=== SUPPLIED PASSAGE ===

Random line search
- 
 I am using data from Open Street Maps, USFS, and BLM to create KML files of roads, trails, and POI’s for Google Earth Pro. Google Earth tends to choke as the Myplaces.kml file gets real large so much of what I need to do is deleting, or revising sections to make the files smaller. Listed below is a sample of my problem. In this case I was using the line “<SimpleData name=“surface”>asphalt</SimpleData>” to change the color and width of the line based on the surface type being “asphalt”. The problem for me is that the “surface” designation is not always on the same line, and the number of lines between the <Placemark> statements can vary considerably. It is not unusual for me to have to write 4-8 different Regexp’s to handle this problem. Another scenario is that I delete a lot of the Placemark groups based on a test of a data field within the section. I have only been working with Notebook and Regexp’s for less than 6 months, so I would be eternally grateful if someone can provide me some tips on how to handle this scenario. <Placemark> 
 <Style><LineStyle><color>ff95fcff</color><width>2</width></LineStyle></Style>
 <ExtendedData><SchemaData schemaUrl=“#Hwy_Primary__UT_”>
 <SimpleData name=“highway”>primary</SimpleData>
 <SimpleData name=“maxspeed”>55 mph</SimpleData>
 <SimpleData name=“surface”>asphalt</SimpleData>
 <SimpleData name=“ref”>UT 21</SimpleData>
 </SchemaData></ExtendedData>
 <LineString><coordinates>-113.0009,38.3766 -113.00039,38.3758 -112.99967,38.37472 -112.99803,38.37212</coordinates></LineString>
 </Placemark><Placemark> 
 <name>South 100 East Street</name>
 <Style><LineStyle><color>ff95fcff</color><width>2</width></LineStyle></Style>
 <ExtendedData><SchemaData schemaUrl=“#Hwy_Primary__UT_”>
 <SimpleData name=“highway”>primary</SimpleData>
 <SimpleData name=“tiger:name_type”>St</SimpleData>
 <SimpleData name=“tiger:name_base”>State Route 21;100 East;100 East;100 East</SimpleData>
 <SimpleData name=“tiger:county”>Beaver, UT</SimpleData>
 <SimpleData name=“maxspeed”>55 mph</SimpleData>
 <SimpleData name=“surface”>asphalt</SimpleData>
 <SimpleData name=“smoothness”>excellent</SimpleData>
 <SimpleData name=“ref”>UT 21</SimpleData>
 </SchemaData></ExtendedData>
 <LineString><coordinates>-113.00662,38.38557 -113.00613,38.38482 -113.00467,38.38253</coordinates></LineString>
 </Placemark>
- 
 The Generic Regex Formulas => Replacing Text in a Specific Zone formula may help you. For changing color/width based on surface being asphalt, you might want to use a combo of positive and negative lookaheads that say that after the <LineStyle>section, it must contain"surface">asphalt<before it hits</Placemark>. My first attempt (not tried) would be something like(?s)<LineStyle>.*?</LineStyle>(?=((?!</Placemark).)*"surface">asphalt<)… actually, that will probably extend the first group a lot farther than expected, so might want to use(?s)<LineStyle>((?!</Placemark).)*?</LineStyle>(?=((?!</Placemark).)*"surface">asphalt<)instead
- 
 @PeterJones Thank You sooo Much! I will be able to use this for so much of the stuff that I am doing.

===

## THINGS TO DO
• A. In the KML regex thread, what does Google Earth tend to do as the Myplaces.kml file gets very large?
• B. In the KML regex thread, list every name given in the SimpleData lines of the second Placemark, the one for South 100 East Street.
• C. Continue the KML regex thread from its last post.

=== DATASET ===

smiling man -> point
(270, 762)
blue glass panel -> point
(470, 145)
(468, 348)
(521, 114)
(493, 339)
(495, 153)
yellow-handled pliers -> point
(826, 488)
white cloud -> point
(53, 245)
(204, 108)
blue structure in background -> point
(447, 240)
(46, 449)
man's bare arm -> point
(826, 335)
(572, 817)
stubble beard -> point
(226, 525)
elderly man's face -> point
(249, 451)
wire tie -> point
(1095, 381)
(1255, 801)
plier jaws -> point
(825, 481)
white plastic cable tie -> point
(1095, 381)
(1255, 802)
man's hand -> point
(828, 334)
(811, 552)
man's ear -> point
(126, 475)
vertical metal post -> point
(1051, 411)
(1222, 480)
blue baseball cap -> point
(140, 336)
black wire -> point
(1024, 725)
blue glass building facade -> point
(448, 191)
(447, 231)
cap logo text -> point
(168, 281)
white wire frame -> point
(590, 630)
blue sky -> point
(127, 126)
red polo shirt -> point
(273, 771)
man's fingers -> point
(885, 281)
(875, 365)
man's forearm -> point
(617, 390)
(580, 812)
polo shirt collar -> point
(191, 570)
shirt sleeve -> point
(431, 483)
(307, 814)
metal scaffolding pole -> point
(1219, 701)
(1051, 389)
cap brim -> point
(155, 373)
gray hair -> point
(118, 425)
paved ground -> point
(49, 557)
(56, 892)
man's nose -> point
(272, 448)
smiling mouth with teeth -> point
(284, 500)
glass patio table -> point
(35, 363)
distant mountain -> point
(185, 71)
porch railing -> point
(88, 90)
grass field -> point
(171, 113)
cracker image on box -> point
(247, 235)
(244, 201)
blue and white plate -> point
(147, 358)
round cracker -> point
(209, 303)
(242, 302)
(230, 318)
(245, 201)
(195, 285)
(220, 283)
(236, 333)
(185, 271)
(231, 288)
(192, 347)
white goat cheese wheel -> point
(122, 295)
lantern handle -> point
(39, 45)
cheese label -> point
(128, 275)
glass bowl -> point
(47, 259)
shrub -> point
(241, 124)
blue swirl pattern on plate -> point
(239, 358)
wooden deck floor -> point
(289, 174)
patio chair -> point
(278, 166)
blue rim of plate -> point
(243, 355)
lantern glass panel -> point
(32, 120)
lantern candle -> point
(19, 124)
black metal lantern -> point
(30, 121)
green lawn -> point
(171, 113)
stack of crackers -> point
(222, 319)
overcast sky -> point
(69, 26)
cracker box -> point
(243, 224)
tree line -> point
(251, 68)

===

## ANSWERS PER TASK
• A. It tends to choke.

• B. highway, tiger:name_type, tiger:name_base, tiger:county, maxspeed, surface, smoothness, ref

• C.
- 
 Just a regex tip inspired by Peter’s discussion: It is almost always a good idea to use the construct x*?(xcould be literal x or some other regex) right out of the gate, when crafting a new regex, rather than most people’s first impulse to use the shorter-to-typex*.The *?version will match minimally, whereas the*version will match maximally, to satisfy its craving for a match.if *?isn’t meeting the need, then consider a potential switch as you refine the regex.
- 
 @Alan-Kilborn Thanks for the help Alan! It’s so amazing that there are people like you and Peter who are willing to share your time and expertise to help people! I spent quite a bit of time trying to find an easier way to accomplish the above, and didn’t get close. 
- 
 @Richard-Lohr said in Random line search: amazing that there are people like you and Peter who are willing to share your time and expertise to help people Ha, well, not everyone likes us and our replies. :-) I have, and maybe it is the same for Peter, free cycles during the day while I do other things that don’t keep me 100% utilized. Doing N++ stuff, including helping out here is a nice diversion and time-filler. And why not use your free cycles to maybe do some good, right?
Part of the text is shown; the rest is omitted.